String Theorists Simulate the Big Bang
Japanese physicists have created a string theory model that simulates the birth of the universe. In their model, the Big Bang was a "symmetry-breaking event" — a fluctuation that caused three spatial dimensions to break free from the other six dimensions of string theory, then rapidly unfurl to produce our universe's observed 3D structure.
String theory — a proposed "theory of everything" that unites quantum mechanics and general relativity together in one complete picture — models elementary particles as oscillating lines ("strings") rather than dimensionless points. In order for the math to work, string theory requires that there be 10 dimensions: nine of space and one of time. Our universe only appears to have three spatial dimensions, string theorists say, because the other six are curled up in undetectably tiny bundles called Calabi-Yau manifolds, which are a minuscule 10^-33 centimeters across.
Like many other underlying aspects of string theory, there's no feasible experiment that could verify that these manifolds exist, and thus that the universe really does have a 9-dimensional spatial structure. And if it does, physicists wonder why three of those dimensions would be enormous and the other six extremely small. Nonetheless, the string theory framework is compelling because it gracefully explains most aspects of the universe that we do observe, from electromagnetism to gravity to the thermodynamics of black holes.
The new research — by Sang-Woo Kim of Osaka University, Jun Nishimura of the High Energy Accelerator Research Organization (KEK) and Asato Tsuchiya of Shizuoka University — shows that string theory plausibly accounts for the universe's origin and its apparent 3D structure. "We have been able to see how three directions start to expand at some point in time," Nishimura told Life's Little Mysteries. [Does the Universe Have an Edge?]
To do the calculation, the physicists used a reformulation of string theory called the IIB matrix model, which couches the theory in the form of matrices — rectangular grids of mathematical expressions that describe the properties of the universe. The elements of the matrices can be mathematically combined to simulate how strings might have interacted to form the universe as it's seen today.
━━━━━━━━━━━━━━━━━━━━━━━━━━━━━━
| What you will do |
- A) Reproduce the string theory article word for word, starting at "String theory —" and ending at "10^-33 centimeters across.".
- B) Name the researchers that the string theory article credits with the new study.
- C) Continue the article about simulating the Big Bang with string theory from its final sentence onward.
━━━━━━━━━━━━━━━━━━━━━━━━━━━━━━
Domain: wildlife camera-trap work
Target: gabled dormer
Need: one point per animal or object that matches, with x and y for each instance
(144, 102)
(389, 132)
━━━━━━━━━━━━━━━━━━━━━━━━━━━━━━
| Responses for each task |
- A)
String theory — a proposed "theory of everything" that unites quantum mechanics and general relativity together in one complete picture — models elementary particles as oscillating lines ("strings") rather than dimensionless points. In order for the math to work, string theory requires that there be 10 dimensions: nine of space and one of time. Our universe only appears to have three spatial dimensions, string theorists say, because the other six are curled up in undetectably tiny bundles called Calabi-Yau manifolds, which are a minuscule 10^-33 centimeters across.

- B) Sang-Woo Kim, Jun Nishimura, Asato Tsuchiya

- C)
"In the matrix model formulation for superstring theory, matrices are supposed to be the fundamental degrees of freedom, and the string picture emerges when one takes the limit of infinitely large matrix size," Nishimura wrote in an email. Infinitely large matrices being unwieldy, the physicists approximated the structure of the universe by working with finite matrices, the largest of which had 32 rows and 32 columns.
The usual method of doing string theory calculations is to use perturbation theory, in which all possible interactions between strings are considered together in a calculation of a single interaction. But the equations describing string interactions are so complicated that this method only works when all the possible interactions between strings are very weak — small perturbations rather than the high-energy collisions and compactifications that would have happened in the early universe. Matrices, on the other hand, can be numerically simulated by supercomputers, and so the reformulation of string theory into a matrix model is enabling physicists to calculate how events would unfold at extremely high energies, such as those at the moment of the Big Bang. "This was not possible with the conventional formulation of superstring theory," Nishimura wrote.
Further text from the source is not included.